Go through the data below. List every line that holds the word "whole".
┌─ Dataset entries
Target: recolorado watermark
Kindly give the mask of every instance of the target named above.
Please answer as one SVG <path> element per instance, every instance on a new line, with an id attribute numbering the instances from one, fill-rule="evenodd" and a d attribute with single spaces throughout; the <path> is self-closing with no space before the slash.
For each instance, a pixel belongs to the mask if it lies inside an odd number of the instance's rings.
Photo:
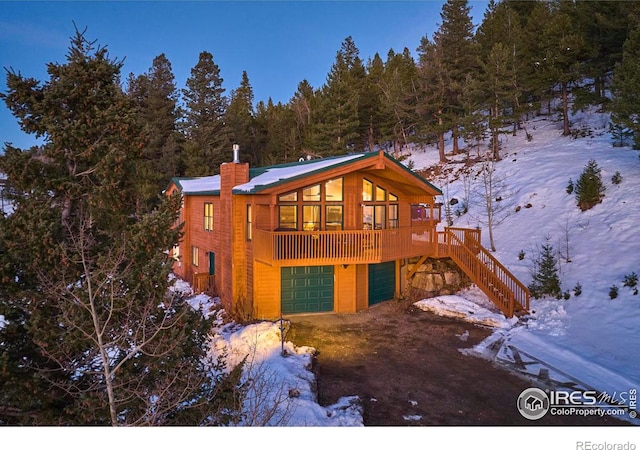
<path id="1" fill-rule="evenodd" d="M 576 442 L 576 450 L 636 450 L 633 442 Z"/>
<path id="2" fill-rule="evenodd" d="M 547 414 L 553 416 L 596 416 L 635 419 L 637 389 L 612 393 L 597 391 L 565 391 L 528 388 L 518 396 L 520 414 L 529 420 L 538 420 Z M 618 447 L 581 447 L 583 450 L 618 450 Z M 622 449 L 620 450 L 635 450 Z"/>

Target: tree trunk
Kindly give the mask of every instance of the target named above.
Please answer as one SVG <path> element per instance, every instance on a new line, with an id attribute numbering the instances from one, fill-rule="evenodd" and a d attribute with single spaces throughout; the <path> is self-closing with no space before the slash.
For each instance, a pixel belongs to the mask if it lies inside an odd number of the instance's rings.
<path id="1" fill-rule="evenodd" d="M 562 114 L 564 115 L 564 131 L 563 136 L 569 136 L 571 129 L 569 128 L 569 95 L 567 93 L 567 83 L 562 83 Z"/>

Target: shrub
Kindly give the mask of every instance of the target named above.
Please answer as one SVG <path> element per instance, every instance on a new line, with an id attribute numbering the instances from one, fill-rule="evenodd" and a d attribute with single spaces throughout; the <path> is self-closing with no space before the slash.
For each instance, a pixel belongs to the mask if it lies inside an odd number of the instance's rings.
<path id="1" fill-rule="evenodd" d="M 614 284 L 609 288 L 609 298 L 613 300 L 614 298 L 617 298 L 617 297 L 618 297 L 618 286 Z"/>
<path id="2" fill-rule="evenodd" d="M 602 201 L 604 197 L 604 184 L 600 176 L 600 167 L 595 160 L 590 160 L 585 166 L 580 178 L 575 185 L 575 195 L 578 207 L 582 211 L 593 208 Z"/>
<path id="3" fill-rule="evenodd" d="M 613 176 L 611 177 L 611 182 L 613 184 L 622 183 L 622 175 L 620 175 L 620 172 L 616 172 L 616 173 L 613 174 Z"/>
<path id="4" fill-rule="evenodd" d="M 624 276 L 624 286 L 631 288 L 633 295 L 638 295 L 638 274 L 631 272 L 629 275 Z"/>
<path id="5" fill-rule="evenodd" d="M 634 288 L 638 285 L 638 274 L 631 272 L 629 275 L 624 276 L 624 286 Z"/>
<path id="6" fill-rule="evenodd" d="M 520 253 L 518 253 L 518 259 L 520 261 L 522 261 L 524 259 L 524 250 L 520 250 Z"/>
<path id="7" fill-rule="evenodd" d="M 573 295 L 578 297 L 578 296 L 580 296 L 580 294 L 582 294 L 582 285 L 578 282 L 578 283 L 576 283 L 575 287 L 573 288 Z"/>
<path id="8" fill-rule="evenodd" d="M 567 194 L 573 194 L 573 180 L 569 178 L 569 184 L 567 184 Z"/>

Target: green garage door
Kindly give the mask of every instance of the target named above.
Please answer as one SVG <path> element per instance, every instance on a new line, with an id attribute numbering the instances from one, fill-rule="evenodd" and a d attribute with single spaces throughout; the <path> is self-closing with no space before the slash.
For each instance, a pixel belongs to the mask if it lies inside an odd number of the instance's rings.
<path id="1" fill-rule="evenodd" d="M 396 262 L 369 264 L 369 306 L 391 300 L 396 293 Z"/>
<path id="2" fill-rule="evenodd" d="M 283 267 L 282 314 L 333 311 L 333 266 Z"/>

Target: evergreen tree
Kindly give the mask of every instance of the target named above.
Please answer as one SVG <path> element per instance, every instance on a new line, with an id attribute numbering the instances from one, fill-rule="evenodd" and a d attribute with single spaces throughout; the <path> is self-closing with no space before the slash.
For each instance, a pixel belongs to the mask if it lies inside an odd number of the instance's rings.
<path id="1" fill-rule="evenodd" d="M 363 115 L 363 122 L 367 125 L 365 148 L 371 151 L 376 146 L 386 146 L 392 140 L 393 116 L 384 105 L 385 64 L 378 53 L 367 61 L 366 69 L 367 86 L 364 96 L 368 99 L 369 107 Z"/>
<path id="2" fill-rule="evenodd" d="M 242 72 L 240 86 L 231 92 L 225 124 L 229 128 L 230 140 L 240 146 L 243 157 L 249 159 L 253 165 L 260 165 L 262 154 L 257 145 L 253 88 L 246 71 Z"/>
<path id="3" fill-rule="evenodd" d="M 559 0 L 552 9 L 551 20 L 542 30 L 545 43 L 544 60 L 553 85 L 560 89 L 564 136 L 571 134 L 569 93 L 583 78 L 582 66 L 588 50 L 584 45 L 584 36 L 577 29 L 573 17 L 575 4 Z"/>
<path id="4" fill-rule="evenodd" d="M 402 53 L 390 50 L 378 86 L 382 94 L 384 135 L 391 142 L 394 157 L 399 159 L 403 157 L 402 148 L 409 144 L 410 135 L 415 132 L 417 78 L 416 64 L 409 49 L 405 48 Z"/>
<path id="5" fill-rule="evenodd" d="M 256 124 L 261 139 L 263 164 L 273 165 L 297 161 L 302 152 L 302 141 L 296 128 L 294 111 L 271 99 L 265 105 L 259 102 Z"/>
<path id="6" fill-rule="evenodd" d="M 220 172 L 229 160 L 231 142 L 224 122 L 228 99 L 222 87 L 220 68 L 213 55 L 201 52 L 191 69 L 182 95 L 186 106 L 184 149 L 185 175 L 205 176 Z"/>
<path id="7" fill-rule="evenodd" d="M 593 208 L 602 202 L 605 187 L 600 175 L 600 167 L 595 160 L 589 160 L 575 185 L 578 208 L 582 211 Z"/>
<path id="8" fill-rule="evenodd" d="M 624 44 L 622 61 L 616 66 L 611 87 L 611 121 L 617 134 L 628 131 L 633 137 L 633 148 L 640 149 L 640 27 L 631 32 Z"/>
<path id="9" fill-rule="evenodd" d="M 497 43 L 491 49 L 483 65 L 483 86 L 487 94 L 486 105 L 489 110 L 489 130 L 491 133 L 491 154 L 494 161 L 500 160 L 500 134 L 505 122 L 511 117 L 508 112 L 513 111 L 512 99 L 514 73 L 510 63 L 510 51 Z"/>
<path id="10" fill-rule="evenodd" d="M 539 258 L 534 261 L 532 280 L 528 287 L 533 298 L 560 295 L 562 289 L 558 276 L 558 261 L 551 245 L 542 246 Z"/>
<path id="11" fill-rule="evenodd" d="M 487 102 L 492 106 L 487 109 L 492 111 L 495 118 L 499 115 L 502 122 L 513 124 L 513 135 L 515 136 L 521 127 L 523 115 L 530 109 L 531 95 L 526 92 L 524 80 L 529 69 L 529 61 L 525 56 L 525 44 L 523 42 L 522 18 L 516 10 L 512 8 L 512 2 L 489 2 L 489 6 L 484 15 L 482 24 L 476 33 L 476 40 L 480 47 L 481 61 L 483 62 L 484 76 L 479 78 L 488 85 L 493 85 L 494 89 L 487 89 L 491 96 L 491 101 Z M 497 45 L 504 47 L 498 51 Z M 503 56 L 503 63 L 496 65 L 498 55 Z M 502 80 L 496 80 L 497 72 L 502 72 Z M 490 75 L 493 75 L 492 76 Z M 496 84 L 500 84 L 500 97 L 496 103 Z M 527 101 L 522 101 L 526 97 Z M 496 108 L 498 106 L 498 108 Z M 494 135 L 495 137 L 495 135 Z M 495 143 L 495 139 L 493 139 Z M 498 150 L 493 148 L 494 153 Z M 494 155 L 497 157 L 497 154 Z"/>
<path id="12" fill-rule="evenodd" d="M 525 16 L 520 15 L 522 5 L 533 5 Z M 547 47 L 551 45 L 542 30 L 551 21 L 550 2 L 508 2 L 509 7 L 519 12 L 522 27 L 522 53 L 525 70 L 522 73 L 523 90 L 528 93 L 526 101 L 537 105 L 542 112 L 546 106 L 551 114 L 554 78 L 552 66 L 547 60 Z M 525 10 L 526 12 L 526 10 Z"/>
<path id="13" fill-rule="evenodd" d="M 121 67 L 76 31 L 46 82 L 7 74 L 2 99 L 45 143 L 0 157 L 15 206 L 0 245 L 5 424 L 219 417 L 204 365 L 210 324 L 167 294 L 179 199 L 136 208 L 146 142 Z"/>
<path id="14" fill-rule="evenodd" d="M 447 0 L 440 17 L 442 23 L 434 34 L 434 41 L 444 50 L 441 61 L 447 81 L 443 118 L 452 131 L 452 150 L 456 154 L 459 151 L 458 128 L 464 112 L 462 91 L 467 74 L 478 69 L 478 48 L 468 1 Z"/>
<path id="15" fill-rule="evenodd" d="M 295 142 L 298 146 L 294 146 L 292 150 L 308 150 L 312 151 L 317 135 L 317 109 L 318 109 L 318 93 L 313 89 L 307 80 L 298 83 L 298 89 L 293 94 L 288 104 L 295 120 Z"/>
<path id="16" fill-rule="evenodd" d="M 137 105 L 147 143 L 136 170 L 143 185 L 146 209 L 158 202 L 171 177 L 182 175 L 183 136 L 178 131 L 178 92 L 171 63 L 164 54 L 153 59 L 151 69 L 129 80 L 128 94 Z"/>
<path id="17" fill-rule="evenodd" d="M 443 53 L 440 41 L 432 42 L 427 36 L 420 40 L 415 106 L 419 123 L 418 135 L 423 142 L 429 142 L 431 134 L 437 136 L 440 163 L 448 161 L 445 156 L 444 135 L 450 129 L 449 123 L 445 122 L 448 74 L 443 67 Z"/>
<path id="18" fill-rule="evenodd" d="M 638 11 L 637 2 L 576 2 L 576 24 L 590 51 L 583 70 L 589 83 L 575 92 L 579 95 L 575 95 L 574 108 L 606 103 L 610 75 L 622 61 L 622 47 L 635 25 L 634 11 Z"/>
<path id="19" fill-rule="evenodd" d="M 359 100 L 365 76 L 351 36 L 342 43 L 320 93 L 316 151 L 323 155 L 355 150 L 359 141 Z"/>

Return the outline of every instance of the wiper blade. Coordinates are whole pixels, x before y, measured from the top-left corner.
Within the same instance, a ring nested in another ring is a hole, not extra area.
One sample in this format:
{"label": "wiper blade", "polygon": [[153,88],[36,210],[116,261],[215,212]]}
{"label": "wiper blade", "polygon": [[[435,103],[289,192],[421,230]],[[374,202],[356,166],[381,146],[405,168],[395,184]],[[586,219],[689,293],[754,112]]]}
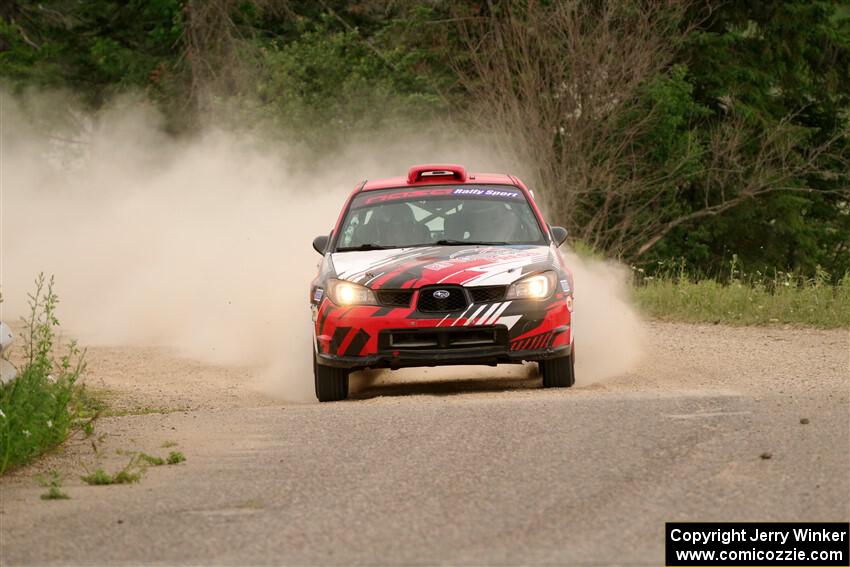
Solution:
{"label": "wiper blade", "polygon": [[436,241],[434,244],[437,246],[509,246],[514,244],[513,242],[487,242],[483,240],[451,240],[451,239],[442,239]]}
{"label": "wiper blade", "polygon": [[404,246],[381,246],[379,244],[360,244],[359,246],[343,246],[337,248],[337,252],[361,252],[364,250],[389,250],[391,248],[417,248],[421,246],[509,246],[513,242],[485,242],[480,240],[453,240],[442,238],[436,242],[423,242],[422,244],[405,244]]}
{"label": "wiper blade", "polygon": [[361,244],[359,246],[343,246],[337,248],[337,252],[357,252],[362,250],[389,250],[390,248],[399,248],[398,246],[380,246],[378,244]]}

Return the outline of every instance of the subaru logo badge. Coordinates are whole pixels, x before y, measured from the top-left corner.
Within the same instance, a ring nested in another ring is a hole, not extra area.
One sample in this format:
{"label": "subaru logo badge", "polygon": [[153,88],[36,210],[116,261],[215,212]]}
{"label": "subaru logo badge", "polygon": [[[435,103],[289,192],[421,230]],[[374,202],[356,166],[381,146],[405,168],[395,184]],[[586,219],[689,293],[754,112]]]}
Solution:
{"label": "subaru logo badge", "polygon": [[437,299],[445,299],[450,295],[451,295],[451,293],[448,290],[445,290],[445,289],[438,289],[437,291],[434,292],[434,297],[436,297]]}

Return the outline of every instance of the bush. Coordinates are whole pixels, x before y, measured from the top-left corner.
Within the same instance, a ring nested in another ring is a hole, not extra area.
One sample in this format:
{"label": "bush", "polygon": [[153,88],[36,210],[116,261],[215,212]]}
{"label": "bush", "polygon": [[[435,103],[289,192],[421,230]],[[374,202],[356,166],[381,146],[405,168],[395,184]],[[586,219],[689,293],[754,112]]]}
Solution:
{"label": "bush", "polygon": [[64,441],[86,409],[77,383],[84,353],[72,342],[63,356],[54,357],[59,298],[53,278],[39,275],[35,286],[23,336],[25,365],[0,389],[0,475]]}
└─
Answer to the problem:
Return the outline of every instance of the wiper blade. Coordinates are whole pixels, x before y, measured from the top-left corner.
Return the outline of every instance of the subaru logo badge. Coordinates are whole pixels, x before y, measured from the top-left corner.
Return the outline of every instance of the bush. Coordinates are whole pixels, x before y, measured from the top-left corner.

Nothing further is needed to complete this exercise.